◆ TAREAS REQUERIDAS:
1. Traduce al inglés la siguiente oración del fragmento sobre José Emilio Pacheco: "Monsiváis y Cristina se habían hecho amigos en la Facultad de Filosofía y Letras, donde ella estudiaba y él, alumno de Economía, acudía a tomar una clase de latín."
2. Explica en una a tres oraciones por qué, según el fragmento sobre José Emilio Pacheco, los encuentros entre Cristina y José Emilio se hicieron frecuentes.
3. Continúa el fragmento sobre José Emilio Pacheco a partir de su última oración.

“Te presento a José Emilio Pacheco, es poeta”, le dijo Carlos Monsiváis a Cristina Romo una mañana de finales de los años cincuenta en la explanada de Ciudad Universitaria. Monsiváis y Cristina se habían hecho amigos en la Facultad de Filosofía y Letras, donde ella estudiaba y él, alumno de Economía, acudía a tomar una clase de latín.
Cristina y José Emilio, también inscrito en Filosofía y Letras, nunca habían coincidido, pero a partir de entonces sus encuentros se hicieron frecuentes, sobre todo porque, además de estudiar, ella trabajaba en la UNAM, primero en Servicios Administrativos y luego como secretaria en el décimo piso de la Torre de Rectoría, donde estaban las oficinas de Difusión Cultural y en el cual se reunía un gran número de escritores, José Emilio entre ellos.

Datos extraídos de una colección
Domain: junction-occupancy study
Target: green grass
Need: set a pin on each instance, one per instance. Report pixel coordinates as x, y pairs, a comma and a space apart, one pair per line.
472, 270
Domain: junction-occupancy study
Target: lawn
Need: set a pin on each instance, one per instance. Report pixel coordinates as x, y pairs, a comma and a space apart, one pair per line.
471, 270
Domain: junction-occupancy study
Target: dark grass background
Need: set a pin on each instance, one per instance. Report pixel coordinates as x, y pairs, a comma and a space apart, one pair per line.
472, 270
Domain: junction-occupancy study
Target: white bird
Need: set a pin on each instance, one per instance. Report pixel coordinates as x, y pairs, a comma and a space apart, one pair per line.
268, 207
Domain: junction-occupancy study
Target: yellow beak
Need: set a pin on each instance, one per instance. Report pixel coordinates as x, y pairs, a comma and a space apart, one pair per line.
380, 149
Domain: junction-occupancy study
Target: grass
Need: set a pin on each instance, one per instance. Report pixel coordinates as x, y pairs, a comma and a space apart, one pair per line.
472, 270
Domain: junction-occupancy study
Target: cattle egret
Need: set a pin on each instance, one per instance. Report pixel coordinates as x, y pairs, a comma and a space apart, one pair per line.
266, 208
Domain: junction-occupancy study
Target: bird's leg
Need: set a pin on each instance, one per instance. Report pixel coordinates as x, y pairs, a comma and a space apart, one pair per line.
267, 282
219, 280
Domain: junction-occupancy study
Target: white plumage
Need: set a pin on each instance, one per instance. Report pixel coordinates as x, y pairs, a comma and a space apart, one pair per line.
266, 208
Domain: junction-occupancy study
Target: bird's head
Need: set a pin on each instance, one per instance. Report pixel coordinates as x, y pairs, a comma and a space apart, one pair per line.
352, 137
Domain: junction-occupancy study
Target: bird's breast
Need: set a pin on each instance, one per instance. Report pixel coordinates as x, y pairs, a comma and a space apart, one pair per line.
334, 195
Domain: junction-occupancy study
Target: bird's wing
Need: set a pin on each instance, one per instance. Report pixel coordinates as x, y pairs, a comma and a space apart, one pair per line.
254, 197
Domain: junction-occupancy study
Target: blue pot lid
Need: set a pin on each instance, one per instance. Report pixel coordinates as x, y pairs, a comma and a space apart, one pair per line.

◆ RESULTADOS DE TAREAS:
1. Monsiváis and Cristina had become friends at the School of Philosophy and Letters, where she was a student and he, an economics student, came to take a Latin class.

2. Se hicieron frecuentes sobre todo porque, además de estudiar, Cristina trabajaba en la UNAM. Fue secretaria en el décimo piso de la Torre de Rectoría, donde estaban las oficinas de Difusión Cultural. Allí se reunía un gran número de escritores, entre ellos José Emilio.

3.
Una noche, después de asistir a una exposición de Picasso, se hicieron novios. Se casaron en 1961 y desde el principio decidieron no depender de nadie sino de su trabajo para salir adelante. Él era un escritor en ascenso cuando ella comenzó a publicar reseñas, entrevistas, historias de personajes populares. José Emilio la alentó en su carrera y vio con orgullo sus logros, primero como periodista y escritora y luego como conductora de radio y TV. Cuando comenzó su programa Aquí nos tocó vivir, al regresar a casa le pedía: “Dime todo lo que oigas en la calle, todo lo que veas, cuéntamelo. Qué te dijeron, con quién hablaste, qué dulces están vendiendo”. Ella le contaba y él la escuchaba con avidez.
Por eso, en 2009, cuando recibió la Medalla 1808 otorgada por el gobierno del DF a sus ciudadanos ilustres, en un salón del Antiguo Palacio del Ayuntamiento, con la mirada puesta en su esposa, sentada en la primera fila, José Emilio dijo: “Cristina la merece más que yo, porque nadie como ella ha documentado en prosa, en diálogos y en imágenes lo que han sido los pasados 30 años de la vida de esta ciudad”. Dijo también: “ella le ha dado voz a los que forman el coro de esta ciudad sin límites ni fronteras”.
Lo sabemos todos: sin ella —cuando menos por ahora—, el coro de la ciudad guarda silencio.
Queridos cinco lectores, El Santo Oficio los colma de bendiciones. El Señor esté con ustedes. Amén.